### Required action
Return every line from the one with "cabin in the picture above?" through the one with "on water in the picture above?", inclusive, exactly as it appears below.

Data entries:
>>>>>
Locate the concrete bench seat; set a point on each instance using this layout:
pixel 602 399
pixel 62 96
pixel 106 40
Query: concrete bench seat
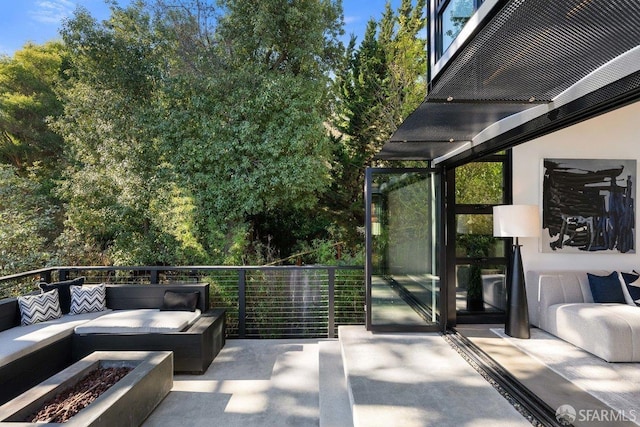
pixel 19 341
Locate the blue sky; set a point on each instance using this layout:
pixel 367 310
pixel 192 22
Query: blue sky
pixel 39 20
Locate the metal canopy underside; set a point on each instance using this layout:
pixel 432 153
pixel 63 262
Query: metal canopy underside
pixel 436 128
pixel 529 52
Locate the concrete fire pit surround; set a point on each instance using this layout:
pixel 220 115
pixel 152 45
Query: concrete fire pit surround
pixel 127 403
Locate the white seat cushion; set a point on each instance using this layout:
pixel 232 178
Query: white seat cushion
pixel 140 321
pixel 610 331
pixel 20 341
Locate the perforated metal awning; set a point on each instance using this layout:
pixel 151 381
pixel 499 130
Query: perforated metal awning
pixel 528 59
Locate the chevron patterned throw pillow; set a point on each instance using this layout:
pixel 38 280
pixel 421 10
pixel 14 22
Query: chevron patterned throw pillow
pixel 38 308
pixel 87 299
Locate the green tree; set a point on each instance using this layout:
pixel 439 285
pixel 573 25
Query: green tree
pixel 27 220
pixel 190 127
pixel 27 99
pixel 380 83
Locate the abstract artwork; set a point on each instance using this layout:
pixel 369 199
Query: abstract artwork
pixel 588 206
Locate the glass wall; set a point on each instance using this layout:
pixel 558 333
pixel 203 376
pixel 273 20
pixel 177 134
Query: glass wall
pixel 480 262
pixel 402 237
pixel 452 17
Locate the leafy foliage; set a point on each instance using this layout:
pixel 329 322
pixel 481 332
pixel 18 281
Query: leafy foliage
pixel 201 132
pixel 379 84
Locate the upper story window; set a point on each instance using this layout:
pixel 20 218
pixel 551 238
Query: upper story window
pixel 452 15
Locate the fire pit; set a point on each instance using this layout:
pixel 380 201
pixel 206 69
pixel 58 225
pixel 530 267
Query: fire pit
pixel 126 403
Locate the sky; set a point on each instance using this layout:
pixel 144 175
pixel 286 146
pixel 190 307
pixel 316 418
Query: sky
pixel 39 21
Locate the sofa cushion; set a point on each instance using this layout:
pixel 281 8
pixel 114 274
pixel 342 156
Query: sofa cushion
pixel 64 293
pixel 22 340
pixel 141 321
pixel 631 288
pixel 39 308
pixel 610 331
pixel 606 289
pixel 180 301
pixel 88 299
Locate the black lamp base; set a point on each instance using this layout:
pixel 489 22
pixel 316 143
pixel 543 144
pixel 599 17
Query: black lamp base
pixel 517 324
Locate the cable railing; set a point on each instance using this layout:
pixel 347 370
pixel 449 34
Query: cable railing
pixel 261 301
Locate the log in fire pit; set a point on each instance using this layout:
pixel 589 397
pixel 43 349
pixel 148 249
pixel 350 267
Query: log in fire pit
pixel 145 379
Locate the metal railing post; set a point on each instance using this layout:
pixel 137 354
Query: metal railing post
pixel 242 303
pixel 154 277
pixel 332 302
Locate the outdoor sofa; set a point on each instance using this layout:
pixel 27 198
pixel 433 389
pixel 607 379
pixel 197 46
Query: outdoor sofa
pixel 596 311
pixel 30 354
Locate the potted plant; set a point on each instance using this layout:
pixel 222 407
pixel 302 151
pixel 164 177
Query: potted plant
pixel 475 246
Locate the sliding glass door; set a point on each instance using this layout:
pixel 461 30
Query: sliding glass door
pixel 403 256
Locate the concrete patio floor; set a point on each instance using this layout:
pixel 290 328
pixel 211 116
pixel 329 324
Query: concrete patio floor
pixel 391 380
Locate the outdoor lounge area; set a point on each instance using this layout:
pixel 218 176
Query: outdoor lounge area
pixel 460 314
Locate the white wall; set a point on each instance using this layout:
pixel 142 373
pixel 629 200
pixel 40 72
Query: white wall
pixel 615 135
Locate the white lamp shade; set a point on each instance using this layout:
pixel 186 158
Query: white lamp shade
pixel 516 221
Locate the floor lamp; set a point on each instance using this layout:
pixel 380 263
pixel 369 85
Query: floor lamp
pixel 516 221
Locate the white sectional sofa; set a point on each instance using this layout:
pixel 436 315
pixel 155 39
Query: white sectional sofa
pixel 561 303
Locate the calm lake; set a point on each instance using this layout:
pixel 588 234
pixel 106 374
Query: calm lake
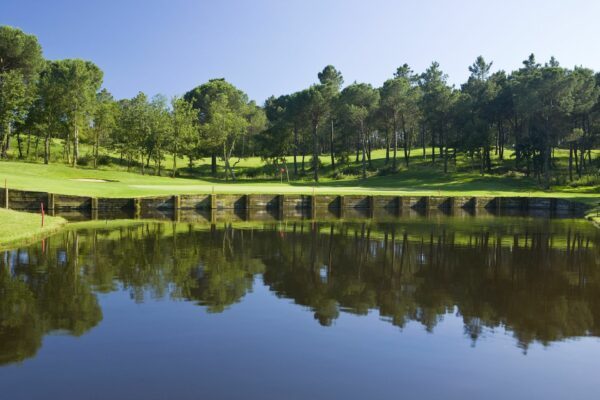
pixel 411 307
<<<<<
>>>>>
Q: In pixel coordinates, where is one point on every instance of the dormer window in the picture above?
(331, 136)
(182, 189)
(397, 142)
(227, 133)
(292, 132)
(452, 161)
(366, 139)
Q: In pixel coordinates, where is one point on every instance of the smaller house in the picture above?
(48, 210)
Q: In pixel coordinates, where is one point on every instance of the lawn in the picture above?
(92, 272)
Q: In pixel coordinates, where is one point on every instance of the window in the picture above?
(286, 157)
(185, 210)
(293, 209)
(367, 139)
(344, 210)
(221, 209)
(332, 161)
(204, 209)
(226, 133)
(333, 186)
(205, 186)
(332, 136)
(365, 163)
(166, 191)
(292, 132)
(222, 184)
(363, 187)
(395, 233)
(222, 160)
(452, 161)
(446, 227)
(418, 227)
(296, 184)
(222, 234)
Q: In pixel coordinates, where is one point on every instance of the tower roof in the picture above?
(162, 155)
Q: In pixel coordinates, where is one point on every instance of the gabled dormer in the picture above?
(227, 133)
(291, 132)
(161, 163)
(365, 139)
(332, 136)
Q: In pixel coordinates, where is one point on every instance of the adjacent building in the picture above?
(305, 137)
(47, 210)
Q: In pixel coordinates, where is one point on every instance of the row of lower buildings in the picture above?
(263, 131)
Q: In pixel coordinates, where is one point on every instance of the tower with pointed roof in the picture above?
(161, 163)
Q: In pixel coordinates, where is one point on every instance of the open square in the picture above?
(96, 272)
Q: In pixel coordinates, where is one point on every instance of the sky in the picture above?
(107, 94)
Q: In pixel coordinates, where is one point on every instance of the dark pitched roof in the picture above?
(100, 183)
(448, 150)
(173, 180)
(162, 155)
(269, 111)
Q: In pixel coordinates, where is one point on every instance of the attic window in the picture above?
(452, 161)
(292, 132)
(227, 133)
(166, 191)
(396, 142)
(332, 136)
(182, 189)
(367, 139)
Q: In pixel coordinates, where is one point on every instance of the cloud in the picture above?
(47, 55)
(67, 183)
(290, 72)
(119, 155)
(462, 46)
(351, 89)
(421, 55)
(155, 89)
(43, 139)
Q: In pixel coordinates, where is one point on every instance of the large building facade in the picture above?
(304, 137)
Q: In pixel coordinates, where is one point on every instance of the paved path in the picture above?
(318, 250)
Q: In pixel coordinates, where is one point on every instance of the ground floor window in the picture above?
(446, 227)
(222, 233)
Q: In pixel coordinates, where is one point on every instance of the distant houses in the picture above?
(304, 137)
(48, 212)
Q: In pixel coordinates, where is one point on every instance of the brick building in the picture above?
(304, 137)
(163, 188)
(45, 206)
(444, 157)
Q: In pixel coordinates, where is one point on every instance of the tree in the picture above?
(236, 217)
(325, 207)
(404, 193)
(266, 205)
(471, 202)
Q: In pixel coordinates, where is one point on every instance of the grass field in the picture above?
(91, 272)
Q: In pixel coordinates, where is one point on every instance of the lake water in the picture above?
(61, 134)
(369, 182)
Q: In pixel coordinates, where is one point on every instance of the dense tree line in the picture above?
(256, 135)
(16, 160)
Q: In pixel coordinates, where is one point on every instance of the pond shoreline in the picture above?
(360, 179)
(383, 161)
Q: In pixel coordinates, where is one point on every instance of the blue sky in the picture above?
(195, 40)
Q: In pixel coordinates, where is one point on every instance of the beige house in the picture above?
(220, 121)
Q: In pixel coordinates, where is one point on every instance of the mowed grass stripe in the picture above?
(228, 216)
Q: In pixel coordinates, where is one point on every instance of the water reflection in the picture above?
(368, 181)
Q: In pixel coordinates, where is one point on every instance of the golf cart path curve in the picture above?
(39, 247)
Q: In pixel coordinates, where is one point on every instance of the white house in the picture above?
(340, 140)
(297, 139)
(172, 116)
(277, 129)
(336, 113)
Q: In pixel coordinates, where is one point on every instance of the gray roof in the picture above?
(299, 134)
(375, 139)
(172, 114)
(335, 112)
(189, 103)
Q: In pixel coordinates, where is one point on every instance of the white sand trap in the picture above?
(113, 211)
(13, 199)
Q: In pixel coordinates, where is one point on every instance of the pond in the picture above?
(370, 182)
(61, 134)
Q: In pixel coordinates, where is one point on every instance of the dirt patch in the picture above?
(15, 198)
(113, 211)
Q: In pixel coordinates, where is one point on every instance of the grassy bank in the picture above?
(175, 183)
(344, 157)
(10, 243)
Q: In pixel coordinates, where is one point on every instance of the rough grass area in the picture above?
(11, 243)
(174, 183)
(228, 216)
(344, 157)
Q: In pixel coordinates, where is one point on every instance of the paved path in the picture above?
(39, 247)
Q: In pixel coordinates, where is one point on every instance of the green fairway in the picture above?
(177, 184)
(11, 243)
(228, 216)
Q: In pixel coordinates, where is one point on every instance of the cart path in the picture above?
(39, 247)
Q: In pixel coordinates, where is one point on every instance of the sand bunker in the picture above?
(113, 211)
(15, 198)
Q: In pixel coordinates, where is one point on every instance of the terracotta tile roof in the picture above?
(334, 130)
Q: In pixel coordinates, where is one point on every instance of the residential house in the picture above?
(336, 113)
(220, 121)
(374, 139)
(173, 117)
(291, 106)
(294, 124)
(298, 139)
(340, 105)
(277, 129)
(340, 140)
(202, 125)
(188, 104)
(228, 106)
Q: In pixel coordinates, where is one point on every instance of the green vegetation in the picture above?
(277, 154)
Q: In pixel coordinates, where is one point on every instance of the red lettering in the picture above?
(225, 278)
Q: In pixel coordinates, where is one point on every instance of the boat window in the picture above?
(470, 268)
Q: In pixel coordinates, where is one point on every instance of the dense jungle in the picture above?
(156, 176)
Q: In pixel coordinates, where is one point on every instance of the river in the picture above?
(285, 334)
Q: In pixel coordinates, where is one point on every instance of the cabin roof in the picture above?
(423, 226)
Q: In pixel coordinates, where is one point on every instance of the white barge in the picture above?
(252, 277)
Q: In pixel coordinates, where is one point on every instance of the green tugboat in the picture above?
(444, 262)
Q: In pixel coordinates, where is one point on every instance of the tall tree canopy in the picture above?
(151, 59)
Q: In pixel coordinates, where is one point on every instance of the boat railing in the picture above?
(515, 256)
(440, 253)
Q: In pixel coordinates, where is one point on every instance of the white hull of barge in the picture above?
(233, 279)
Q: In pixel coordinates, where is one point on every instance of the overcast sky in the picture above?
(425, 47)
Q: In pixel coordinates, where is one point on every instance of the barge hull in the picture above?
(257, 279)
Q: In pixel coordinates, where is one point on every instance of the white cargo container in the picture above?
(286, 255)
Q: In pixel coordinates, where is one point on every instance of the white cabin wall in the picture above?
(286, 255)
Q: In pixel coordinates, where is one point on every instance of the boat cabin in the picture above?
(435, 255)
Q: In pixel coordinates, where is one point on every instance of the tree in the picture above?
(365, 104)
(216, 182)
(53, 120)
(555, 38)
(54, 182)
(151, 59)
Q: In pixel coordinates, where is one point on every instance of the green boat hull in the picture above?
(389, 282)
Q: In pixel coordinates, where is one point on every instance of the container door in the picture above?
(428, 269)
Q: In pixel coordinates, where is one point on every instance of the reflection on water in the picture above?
<<<<<
>>>>>
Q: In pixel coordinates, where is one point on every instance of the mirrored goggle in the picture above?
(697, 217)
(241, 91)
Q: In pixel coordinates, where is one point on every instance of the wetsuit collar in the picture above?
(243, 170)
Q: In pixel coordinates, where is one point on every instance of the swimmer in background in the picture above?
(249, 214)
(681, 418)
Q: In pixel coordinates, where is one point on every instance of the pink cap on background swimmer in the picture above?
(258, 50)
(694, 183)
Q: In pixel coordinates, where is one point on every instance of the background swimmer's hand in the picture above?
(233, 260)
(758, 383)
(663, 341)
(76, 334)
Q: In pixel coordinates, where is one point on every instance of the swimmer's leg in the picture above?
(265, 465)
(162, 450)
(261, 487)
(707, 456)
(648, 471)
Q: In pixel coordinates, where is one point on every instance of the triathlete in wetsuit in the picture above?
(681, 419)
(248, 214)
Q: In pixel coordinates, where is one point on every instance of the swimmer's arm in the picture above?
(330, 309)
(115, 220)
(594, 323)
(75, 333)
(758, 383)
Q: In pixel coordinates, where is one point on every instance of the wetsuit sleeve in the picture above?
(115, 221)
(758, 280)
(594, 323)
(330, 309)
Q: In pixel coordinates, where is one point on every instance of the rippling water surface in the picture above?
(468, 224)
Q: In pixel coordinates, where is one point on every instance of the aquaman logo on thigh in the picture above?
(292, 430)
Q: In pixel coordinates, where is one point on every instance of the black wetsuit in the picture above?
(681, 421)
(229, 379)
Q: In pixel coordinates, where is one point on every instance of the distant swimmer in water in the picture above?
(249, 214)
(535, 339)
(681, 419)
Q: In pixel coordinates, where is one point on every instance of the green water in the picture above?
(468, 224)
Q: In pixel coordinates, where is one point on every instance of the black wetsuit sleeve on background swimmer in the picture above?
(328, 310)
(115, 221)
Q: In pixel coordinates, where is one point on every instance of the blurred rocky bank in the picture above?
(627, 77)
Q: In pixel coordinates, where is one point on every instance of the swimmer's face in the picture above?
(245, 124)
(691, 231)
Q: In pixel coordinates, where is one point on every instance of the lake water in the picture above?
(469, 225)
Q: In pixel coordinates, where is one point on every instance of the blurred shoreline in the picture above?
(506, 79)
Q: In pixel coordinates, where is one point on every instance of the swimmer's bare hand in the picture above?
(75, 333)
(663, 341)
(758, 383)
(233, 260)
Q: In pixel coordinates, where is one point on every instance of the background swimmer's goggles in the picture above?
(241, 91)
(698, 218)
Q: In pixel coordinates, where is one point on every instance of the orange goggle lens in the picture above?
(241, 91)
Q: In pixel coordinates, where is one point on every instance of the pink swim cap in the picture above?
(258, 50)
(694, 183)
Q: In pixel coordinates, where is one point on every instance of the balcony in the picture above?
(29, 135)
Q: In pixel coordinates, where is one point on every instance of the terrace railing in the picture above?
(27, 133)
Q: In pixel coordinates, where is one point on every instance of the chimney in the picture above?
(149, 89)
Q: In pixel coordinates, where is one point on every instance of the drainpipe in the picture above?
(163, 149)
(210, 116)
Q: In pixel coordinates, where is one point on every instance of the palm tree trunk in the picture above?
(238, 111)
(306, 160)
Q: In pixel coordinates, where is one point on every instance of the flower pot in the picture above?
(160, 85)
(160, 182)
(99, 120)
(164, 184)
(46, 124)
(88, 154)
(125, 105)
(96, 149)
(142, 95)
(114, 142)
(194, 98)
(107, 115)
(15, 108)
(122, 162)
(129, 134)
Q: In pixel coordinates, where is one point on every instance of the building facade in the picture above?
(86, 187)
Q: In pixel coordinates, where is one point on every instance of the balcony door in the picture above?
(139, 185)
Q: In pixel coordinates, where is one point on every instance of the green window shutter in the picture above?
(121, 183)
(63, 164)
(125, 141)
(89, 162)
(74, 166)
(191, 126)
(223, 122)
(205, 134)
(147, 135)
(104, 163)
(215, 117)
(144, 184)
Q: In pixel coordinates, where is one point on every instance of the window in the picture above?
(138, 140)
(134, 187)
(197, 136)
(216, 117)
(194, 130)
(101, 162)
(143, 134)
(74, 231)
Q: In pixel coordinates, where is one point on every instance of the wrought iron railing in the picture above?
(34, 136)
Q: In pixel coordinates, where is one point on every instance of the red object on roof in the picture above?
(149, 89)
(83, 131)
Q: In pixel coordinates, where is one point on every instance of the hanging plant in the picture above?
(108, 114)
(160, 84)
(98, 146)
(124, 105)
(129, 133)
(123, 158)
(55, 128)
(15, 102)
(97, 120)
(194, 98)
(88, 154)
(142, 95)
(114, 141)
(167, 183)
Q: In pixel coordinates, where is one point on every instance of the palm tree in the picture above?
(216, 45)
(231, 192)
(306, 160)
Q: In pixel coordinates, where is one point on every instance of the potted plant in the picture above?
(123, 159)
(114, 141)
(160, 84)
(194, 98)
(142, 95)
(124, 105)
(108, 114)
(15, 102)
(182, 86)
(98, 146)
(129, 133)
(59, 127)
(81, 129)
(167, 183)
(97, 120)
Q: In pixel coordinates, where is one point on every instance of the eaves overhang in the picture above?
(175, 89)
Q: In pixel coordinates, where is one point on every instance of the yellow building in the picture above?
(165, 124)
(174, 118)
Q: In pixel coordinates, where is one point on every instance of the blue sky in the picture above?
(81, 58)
<<<<<
### Output below
Q: In pixel coordinates, where is one point on every instance of the boat cabin in the picture above?
(435, 255)
Q: In pixel coordinates, where is one point on every instance of the tree in the picture above?
(365, 104)
(216, 182)
(53, 120)
(555, 38)
(54, 182)
(151, 59)
Q: In pixel coordinates, where is one point on every instance of the green boat hull in the picture above?
(389, 282)
Q: In pixel coordinates, where is one point on every instance of the container door in the picture above?
(428, 269)
Q: In pixel coordinates, where is one point on every instance of the reflection on water in the picture above?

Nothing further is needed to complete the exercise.